### Supplied data
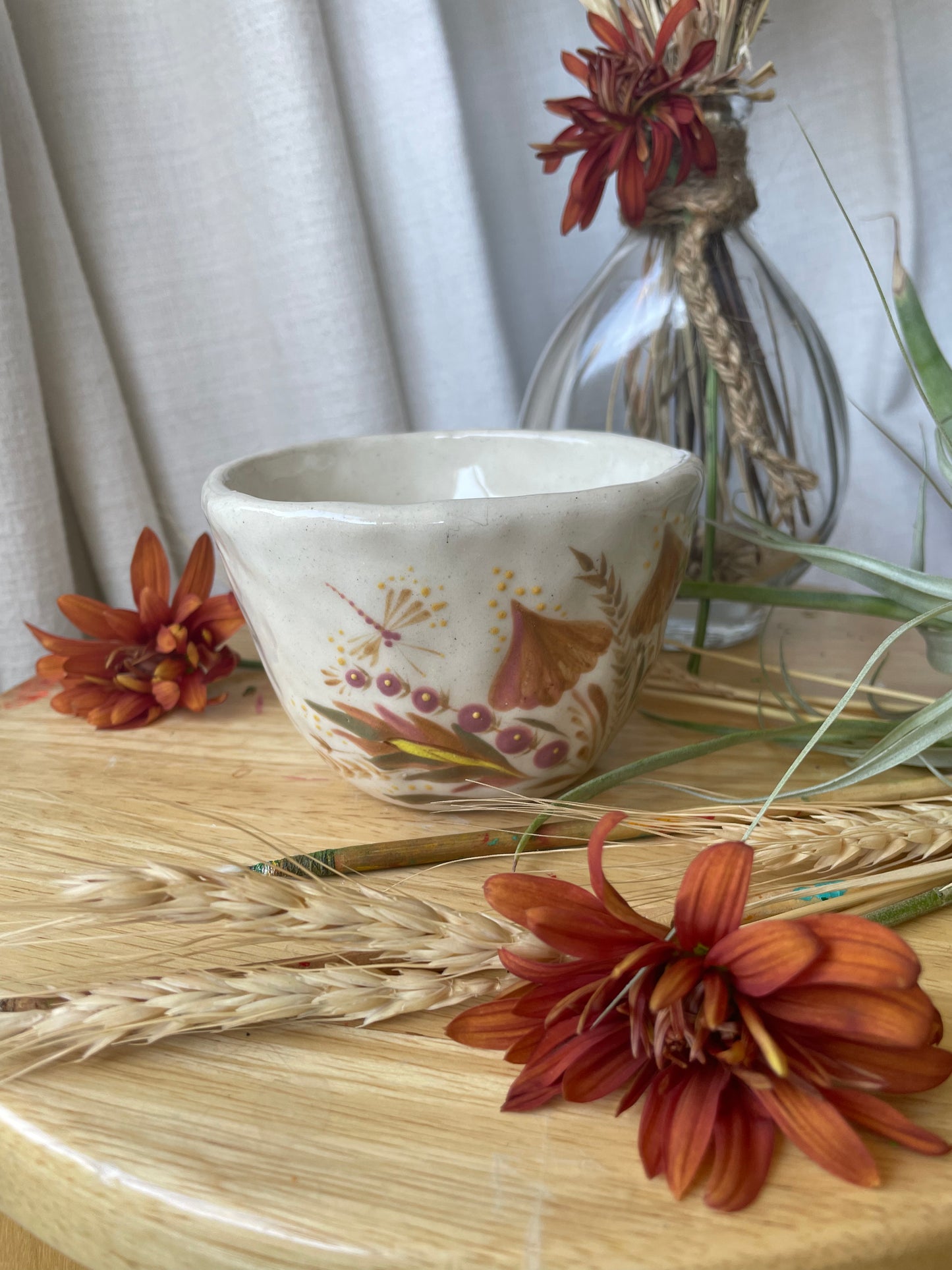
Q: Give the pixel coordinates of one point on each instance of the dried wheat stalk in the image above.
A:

---

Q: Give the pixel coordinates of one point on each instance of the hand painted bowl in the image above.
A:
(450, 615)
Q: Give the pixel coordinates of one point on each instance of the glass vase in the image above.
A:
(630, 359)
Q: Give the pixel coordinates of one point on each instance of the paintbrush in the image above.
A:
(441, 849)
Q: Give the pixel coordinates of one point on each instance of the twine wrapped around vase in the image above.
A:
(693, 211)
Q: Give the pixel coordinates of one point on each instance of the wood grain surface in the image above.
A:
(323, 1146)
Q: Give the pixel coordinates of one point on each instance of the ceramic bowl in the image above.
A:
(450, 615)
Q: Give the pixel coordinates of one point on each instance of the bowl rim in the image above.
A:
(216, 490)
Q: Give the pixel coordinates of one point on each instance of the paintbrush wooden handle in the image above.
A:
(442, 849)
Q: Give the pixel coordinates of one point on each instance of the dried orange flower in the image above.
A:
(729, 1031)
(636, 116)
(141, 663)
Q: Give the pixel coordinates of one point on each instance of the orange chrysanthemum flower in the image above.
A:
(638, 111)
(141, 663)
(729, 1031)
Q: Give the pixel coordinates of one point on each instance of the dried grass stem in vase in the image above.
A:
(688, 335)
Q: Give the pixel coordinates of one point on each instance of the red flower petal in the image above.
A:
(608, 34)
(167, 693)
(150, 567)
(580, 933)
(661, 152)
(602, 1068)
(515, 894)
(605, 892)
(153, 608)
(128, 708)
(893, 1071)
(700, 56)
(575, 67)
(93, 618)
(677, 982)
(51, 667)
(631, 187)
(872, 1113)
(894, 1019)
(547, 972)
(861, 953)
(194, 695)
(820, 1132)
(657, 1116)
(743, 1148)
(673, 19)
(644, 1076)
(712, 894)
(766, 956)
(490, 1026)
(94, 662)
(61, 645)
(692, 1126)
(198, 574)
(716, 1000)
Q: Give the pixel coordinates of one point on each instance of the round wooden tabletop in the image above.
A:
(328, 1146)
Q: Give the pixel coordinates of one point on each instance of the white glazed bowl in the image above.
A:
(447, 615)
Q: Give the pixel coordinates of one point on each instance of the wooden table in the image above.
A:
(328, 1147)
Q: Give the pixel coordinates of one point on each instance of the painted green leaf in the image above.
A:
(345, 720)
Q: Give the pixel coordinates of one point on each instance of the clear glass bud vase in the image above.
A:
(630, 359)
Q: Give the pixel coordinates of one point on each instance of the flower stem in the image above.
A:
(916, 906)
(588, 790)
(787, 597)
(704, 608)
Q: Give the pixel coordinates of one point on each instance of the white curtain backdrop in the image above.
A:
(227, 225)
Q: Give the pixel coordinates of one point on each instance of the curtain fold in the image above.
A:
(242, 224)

### Task prompt
Search the records above for the string "painted". Report each line that has it.

### Task response
Q: Give the pixel coordinates of one point on each instance of the hand painted bowl in the image above.
Q: Give the pixel coordinates of one point on each instance of the painted green leaf in the image above.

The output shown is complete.